**Written task:** Take the items that open with the line containing "Final review: confirm the location of every steel" and close with the line containing "[64,174,185,300]", and write them out again with "steel rail" replaced by "railway track". Leave everything else unchanged.

**Data listing:**
------------------------------------------------------------------------

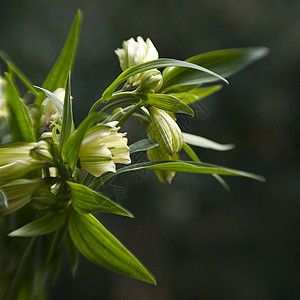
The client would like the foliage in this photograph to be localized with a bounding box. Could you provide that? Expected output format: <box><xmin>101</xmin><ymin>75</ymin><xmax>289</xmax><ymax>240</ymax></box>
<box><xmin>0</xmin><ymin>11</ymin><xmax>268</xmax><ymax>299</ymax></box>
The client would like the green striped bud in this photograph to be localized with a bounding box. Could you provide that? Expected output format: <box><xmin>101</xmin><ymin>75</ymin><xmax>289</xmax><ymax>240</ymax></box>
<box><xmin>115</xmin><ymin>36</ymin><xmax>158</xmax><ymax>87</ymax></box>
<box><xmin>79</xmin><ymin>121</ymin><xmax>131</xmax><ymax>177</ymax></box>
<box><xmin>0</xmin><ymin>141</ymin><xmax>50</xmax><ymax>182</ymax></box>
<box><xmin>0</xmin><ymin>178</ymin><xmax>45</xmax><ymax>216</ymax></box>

------------------------------------------------------------------------

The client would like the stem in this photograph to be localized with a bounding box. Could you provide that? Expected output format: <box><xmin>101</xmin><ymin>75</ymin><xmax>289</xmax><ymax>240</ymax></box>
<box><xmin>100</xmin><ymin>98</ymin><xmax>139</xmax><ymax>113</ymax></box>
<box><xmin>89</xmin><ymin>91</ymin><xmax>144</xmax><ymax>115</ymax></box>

------------------------------------------------------------------------

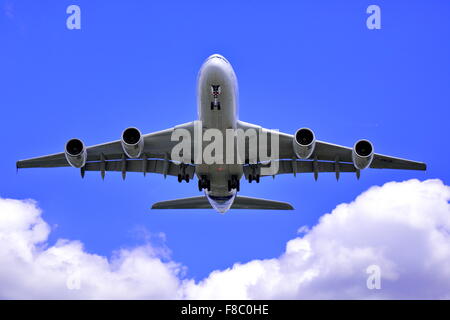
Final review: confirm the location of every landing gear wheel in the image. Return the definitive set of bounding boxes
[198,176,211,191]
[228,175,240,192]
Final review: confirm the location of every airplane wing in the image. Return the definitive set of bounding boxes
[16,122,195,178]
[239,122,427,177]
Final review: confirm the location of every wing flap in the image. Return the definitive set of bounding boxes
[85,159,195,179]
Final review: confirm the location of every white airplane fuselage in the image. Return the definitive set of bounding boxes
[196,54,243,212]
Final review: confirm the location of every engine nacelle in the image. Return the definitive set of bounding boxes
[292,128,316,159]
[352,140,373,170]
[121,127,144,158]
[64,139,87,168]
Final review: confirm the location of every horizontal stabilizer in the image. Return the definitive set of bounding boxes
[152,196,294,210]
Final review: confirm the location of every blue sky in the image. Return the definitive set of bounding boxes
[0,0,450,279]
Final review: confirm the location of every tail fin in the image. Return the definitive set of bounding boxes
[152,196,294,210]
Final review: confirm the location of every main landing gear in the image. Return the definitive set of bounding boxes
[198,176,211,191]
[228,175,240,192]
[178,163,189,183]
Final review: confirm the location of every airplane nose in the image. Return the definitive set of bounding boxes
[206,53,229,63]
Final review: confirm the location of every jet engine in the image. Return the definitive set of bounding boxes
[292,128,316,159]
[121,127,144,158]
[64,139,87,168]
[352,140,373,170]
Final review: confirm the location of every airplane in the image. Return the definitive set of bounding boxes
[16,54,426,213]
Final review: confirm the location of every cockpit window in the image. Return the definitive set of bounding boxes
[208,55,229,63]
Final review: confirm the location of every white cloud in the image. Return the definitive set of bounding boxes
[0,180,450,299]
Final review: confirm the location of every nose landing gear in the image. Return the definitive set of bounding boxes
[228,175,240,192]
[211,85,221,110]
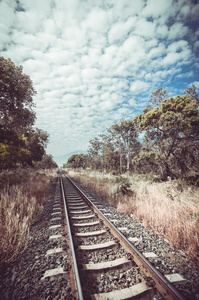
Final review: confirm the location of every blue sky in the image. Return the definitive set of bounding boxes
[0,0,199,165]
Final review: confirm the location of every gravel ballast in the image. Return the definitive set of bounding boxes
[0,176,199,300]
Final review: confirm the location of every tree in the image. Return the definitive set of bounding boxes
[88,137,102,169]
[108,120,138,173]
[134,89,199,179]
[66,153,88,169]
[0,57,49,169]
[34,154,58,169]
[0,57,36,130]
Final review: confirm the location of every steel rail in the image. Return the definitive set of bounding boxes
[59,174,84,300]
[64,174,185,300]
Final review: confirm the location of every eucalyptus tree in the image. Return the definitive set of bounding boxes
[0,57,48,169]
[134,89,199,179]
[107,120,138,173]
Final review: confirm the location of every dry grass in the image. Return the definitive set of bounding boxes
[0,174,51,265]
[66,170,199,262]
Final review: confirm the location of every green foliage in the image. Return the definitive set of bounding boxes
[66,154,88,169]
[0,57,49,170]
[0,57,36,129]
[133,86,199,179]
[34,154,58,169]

------------------------------------------------------------------------

**Complete answer:**
Final review: confirm the location of every railway track in the image. Return the definitive set of bounding boxes
[59,174,84,300]
[64,174,185,300]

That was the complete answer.